◆ SUPPLIED PASSAGE:
Ink in October

A Look at the Downtown Art Scene

BY Giovan Michael

Detail of Untitled, 8 x 10 feet, acrylic by Peta Wanliss.
Detail of Untitled, 8 x 10 feet, acrylic by Peta Wanliss.

The Port City has a reputation for quality art. With a rich selection of natural scenery, fish and wildlife, and no shortage of interesting people, Wilmington is the perfect place for artists and art lovers seeking inspiration and relaxation.

Every October a new side of the Wilmington art world begins to show its colors as the Inktober movement grows in popularity.

Inktober began in 2009 when American artist, illustrator and animator Jake Parker challenged himself and others to create 31 ink drawings in 31 days.

It has since grown to thousands of participants. Every October, a surge of creative energy emanates from both novice and experienced artists around the world.

Nowhere is that felt more profoundly in Wilmington than downtown. The neighborhoods and communities by the Cape Fear River have a dense population of artists and creative-minded people adding a new dimension to the already established and diverse art scene.

The downtown community lives and breathes art. It seems like a new mural, sculpture, or public artwork pops up every other day. This bohemian tribe is pushing boundaries, creating new dimensions and flavors.

In a month already dripping with the ink of so many artists, October is the perfect time to highlight a few downtown artists.


Nathan Verwey’s art welcomes viewers into a delightful fever dream of color. His masterful eye for composition creates a world that could descend into chaos but instead is elegant and graceful.

His work is centered on the concept of kinetic energy, and his energy is nothing short of electric.

◆ WRITTEN TASKS:
A. Translate this sentence from the article on downtown Wilmington art into Spanish: "Inktober began in 2009 when American artist, illustrator and animator Jake Parker challenged himself and others to create 31 ink drawings in 31 days."
B. Using the article on downtown Wilmington art, answer these:
(i) In what year did Inktober begin?
(ii) Which river are the downtown neighborhoods and communities by?
(iii) What concept is Nathan Verwey's work centered on?

Entries labeling object positions:

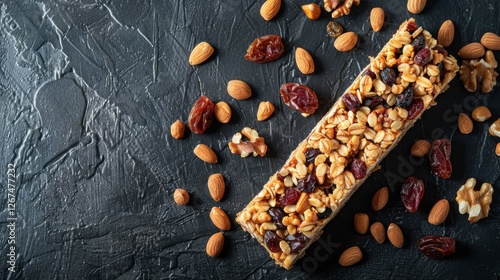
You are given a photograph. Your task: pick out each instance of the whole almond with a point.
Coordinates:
(481, 113)
(471, 51)
(380, 198)
(270, 8)
(200, 53)
(265, 110)
(239, 90)
(205, 153)
(350, 256)
(215, 244)
(378, 232)
(395, 235)
(361, 223)
(177, 129)
(491, 41)
(346, 41)
(222, 112)
(439, 212)
(220, 219)
(446, 33)
(181, 196)
(377, 17)
(416, 6)
(420, 148)
(216, 186)
(312, 11)
(465, 124)
(304, 61)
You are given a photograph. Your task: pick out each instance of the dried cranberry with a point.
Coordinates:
(373, 102)
(307, 184)
(439, 157)
(351, 102)
(290, 196)
(297, 242)
(277, 215)
(272, 241)
(412, 192)
(299, 97)
(201, 115)
(405, 98)
(436, 247)
(311, 155)
(358, 168)
(422, 57)
(416, 106)
(388, 76)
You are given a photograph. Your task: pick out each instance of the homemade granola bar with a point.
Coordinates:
(346, 146)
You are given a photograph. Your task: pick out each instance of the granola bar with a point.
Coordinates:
(348, 143)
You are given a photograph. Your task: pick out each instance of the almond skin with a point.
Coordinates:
(471, 51)
(304, 61)
(205, 153)
(220, 219)
(346, 41)
(239, 90)
(216, 186)
(491, 41)
(270, 8)
(377, 17)
(380, 198)
(215, 244)
(395, 235)
(446, 33)
(200, 53)
(439, 212)
(350, 256)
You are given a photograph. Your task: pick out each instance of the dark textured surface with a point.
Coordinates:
(88, 92)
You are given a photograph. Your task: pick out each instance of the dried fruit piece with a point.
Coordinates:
(439, 158)
(412, 192)
(299, 97)
(436, 247)
(264, 49)
(201, 115)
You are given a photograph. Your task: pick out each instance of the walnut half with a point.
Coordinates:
(475, 203)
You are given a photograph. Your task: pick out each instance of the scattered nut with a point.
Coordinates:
(481, 114)
(265, 110)
(475, 203)
(215, 244)
(420, 148)
(350, 256)
(465, 124)
(181, 196)
(177, 129)
(439, 212)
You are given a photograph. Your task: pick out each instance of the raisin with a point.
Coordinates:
(277, 214)
(264, 49)
(201, 115)
(290, 197)
(272, 241)
(307, 184)
(412, 192)
(351, 102)
(388, 76)
(439, 157)
(297, 242)
(358, 168)
(436, 247)
(299, 97)
(422, 57)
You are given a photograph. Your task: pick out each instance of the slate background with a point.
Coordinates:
(88, 92)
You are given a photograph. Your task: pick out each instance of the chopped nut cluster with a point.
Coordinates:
(475, 203)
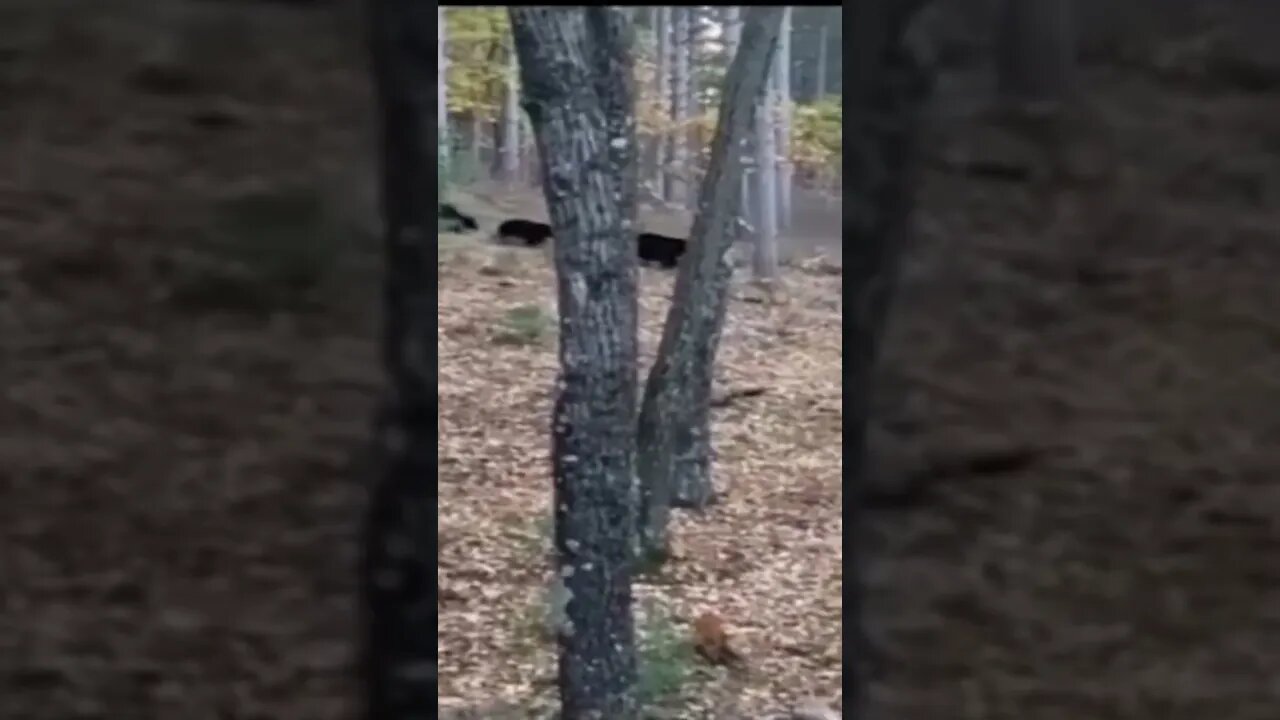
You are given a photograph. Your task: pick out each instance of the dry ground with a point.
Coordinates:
(179, 481)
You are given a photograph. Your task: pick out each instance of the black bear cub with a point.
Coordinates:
(528, 233)
(451, 219)
(661, 249)
(652, 247)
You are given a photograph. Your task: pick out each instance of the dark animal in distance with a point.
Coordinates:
(652, 247)
(661, 249)
(529, 233)
(451, 219)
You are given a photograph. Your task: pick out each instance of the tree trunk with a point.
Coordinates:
(732, 37)
(766, 253)
(680, 106)
(673, 431)
(1036, 51)
(821, 81)
(782, 74)
(663, 78)
(400, 546)
(886, 95)
(511, 123)
(442, 106)
(576, 76)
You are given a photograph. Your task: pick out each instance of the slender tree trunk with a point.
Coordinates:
(442, 106)
(782, 72)
(680, 106)
(663, 99)
(885, 98)
(511, 123)
(764, 260)
(400, 547)
(821, 87)
(673, 431)
(732, 37)
(576, 74)
(474, 141)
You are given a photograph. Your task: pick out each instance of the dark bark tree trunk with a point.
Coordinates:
(885, 96)
(400, 550)
(1036, 50)
(673, 431)
(576, 77)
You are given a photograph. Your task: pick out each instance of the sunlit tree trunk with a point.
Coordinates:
(1037, 51)
(782, 83)
(821, 83)
(442, 86)
(576, 77)
(663, 82)
(511, 122)
(764, 259)
(673, 432)
(680, 106)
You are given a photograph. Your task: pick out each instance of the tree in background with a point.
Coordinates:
(400, 548)
(577, 78)
(673, 433)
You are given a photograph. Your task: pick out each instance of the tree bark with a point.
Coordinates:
(680, 106)
(766, 253)
(663, 99)
(400, 547)
(885, 98)
(511, 123)
(576, 76)
(442, 89)
(673, 431)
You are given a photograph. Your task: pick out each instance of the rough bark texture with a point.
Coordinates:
(673, 434)
(886, 91)
(400, 550)
(576, 73)
(1036, 50)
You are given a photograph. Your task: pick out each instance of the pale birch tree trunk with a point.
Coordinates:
(1037, 51)
(442, 86)
(663, 82)
(576, 77)
(821, 87)
(764, 259)
(886, 92)
(732, 37)
(782, 83)
(511, 122)
(673, 431)
(680, 106)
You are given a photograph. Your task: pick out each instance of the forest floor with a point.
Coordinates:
(181, 447)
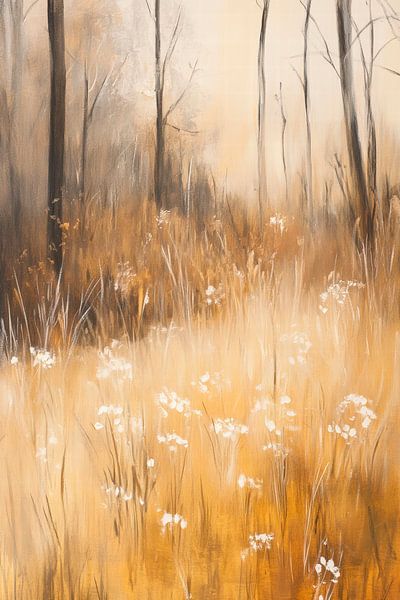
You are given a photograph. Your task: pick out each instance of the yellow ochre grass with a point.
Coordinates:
(284, 404)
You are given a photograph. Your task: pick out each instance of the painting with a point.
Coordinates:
(199, 299)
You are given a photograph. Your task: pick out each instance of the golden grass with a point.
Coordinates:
(70, 531)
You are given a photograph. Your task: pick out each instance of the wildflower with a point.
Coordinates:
(270, 425)
(327, 566)
(214, 296)
(110, 410)
(253, 484)
(277, 448)
(172, 440)
(170, 401)
(229, 428)
(42, 358)
(353, 418)
(278, 221)
(258, 542)
(118, 492)
(163, 217)
(125, 278)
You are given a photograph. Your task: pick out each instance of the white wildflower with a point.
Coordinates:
(249, 482)
(170, 520)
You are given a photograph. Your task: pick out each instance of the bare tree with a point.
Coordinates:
(361, 209)
(160, 128)
(55, 13)
(262, 167)
(163, 114)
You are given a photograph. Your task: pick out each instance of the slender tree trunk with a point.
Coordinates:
(85, 130)
(160, 129)
(262, 167)
(372, 146)
(360, 200)
(55, 12)
(306, 89)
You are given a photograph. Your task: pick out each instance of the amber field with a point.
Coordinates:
(209, 415)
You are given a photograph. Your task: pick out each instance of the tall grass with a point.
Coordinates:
(181, 392)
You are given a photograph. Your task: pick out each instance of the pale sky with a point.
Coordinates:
(222, 101)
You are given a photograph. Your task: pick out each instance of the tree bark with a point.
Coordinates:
(160, 127)
(262, 168)
(361, 210)
(55, 12)
(306, 89)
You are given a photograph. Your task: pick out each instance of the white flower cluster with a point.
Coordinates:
(278, 416)
(169, 401)
(112, 365)
(257, 543)
(42, 358)
(249, 482)
(229, 428)
(353, 418)
(299, 346)
(125, 278)
(338, 292)
(112, 411)
(325, 567)
(118, 492)
(277, 448)
(169, 520)
(207, 381)
(163, 217)
(278, 222)
(172, 440)
(214, 295)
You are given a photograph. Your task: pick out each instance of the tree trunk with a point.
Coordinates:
(16, 9)
(160, 129)
(361, 210)
(85, 131)
(55, 11)
(306, 89)
(262, 168)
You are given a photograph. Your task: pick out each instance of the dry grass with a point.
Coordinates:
(70, 531)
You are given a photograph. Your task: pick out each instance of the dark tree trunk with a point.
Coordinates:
(306, 89)
(262, 168)
(55, 11)
(160, 128)
(85, 131)
(361, 209)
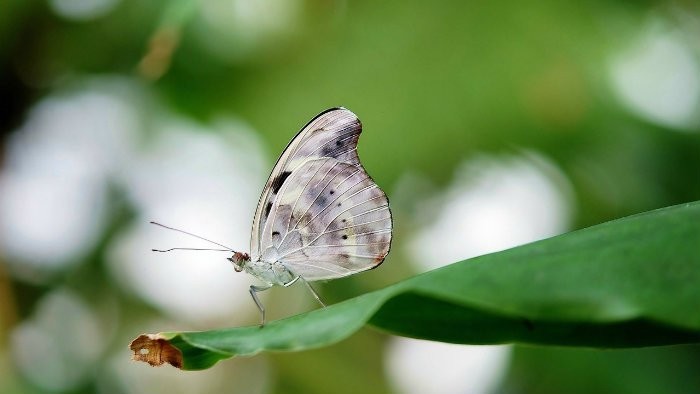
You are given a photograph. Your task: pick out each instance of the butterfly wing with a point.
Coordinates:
(332, 133)
(327, 218)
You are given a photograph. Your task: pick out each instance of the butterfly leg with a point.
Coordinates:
(254, 293)
(311, 289)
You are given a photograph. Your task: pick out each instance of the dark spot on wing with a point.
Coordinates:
(279, 181)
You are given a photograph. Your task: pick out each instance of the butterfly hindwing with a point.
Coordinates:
(332, 134)
(329, 220)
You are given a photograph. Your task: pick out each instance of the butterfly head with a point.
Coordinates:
(239, 260)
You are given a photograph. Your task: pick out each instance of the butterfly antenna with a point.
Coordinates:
(190, 234)
(171, 249)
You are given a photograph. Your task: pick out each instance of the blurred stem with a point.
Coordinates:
(165, 39)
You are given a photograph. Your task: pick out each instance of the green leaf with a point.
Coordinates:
(627, 283)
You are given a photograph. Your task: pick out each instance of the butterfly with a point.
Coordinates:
(320, 215)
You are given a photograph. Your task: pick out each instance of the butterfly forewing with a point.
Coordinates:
(333, 133)
(330, 220)
(321, 214)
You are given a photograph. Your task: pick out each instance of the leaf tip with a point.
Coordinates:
(155, 350)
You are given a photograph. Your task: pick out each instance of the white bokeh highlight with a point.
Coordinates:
(453, 368)
(658, 78)
(493, 204)
(52, 188)
(206, 183)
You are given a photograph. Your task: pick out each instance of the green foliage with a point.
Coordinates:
(631, 282)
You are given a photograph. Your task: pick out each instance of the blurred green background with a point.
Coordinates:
(487, 124)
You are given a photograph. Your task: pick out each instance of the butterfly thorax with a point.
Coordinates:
(272, 271)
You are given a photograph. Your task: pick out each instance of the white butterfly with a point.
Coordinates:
(320, 216)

◆ EXPECTED ANSWERS:
A. Inktober comenzó en 2009 cuando el artista, ilustrador y animador estadounidense Jake Parker se desafió a sí mismo y a otros a crear 31 dibujos en tinta en 31 días.

B.
(i) 2009
(ii) The Cape Fear River
(iii) Kinetic energy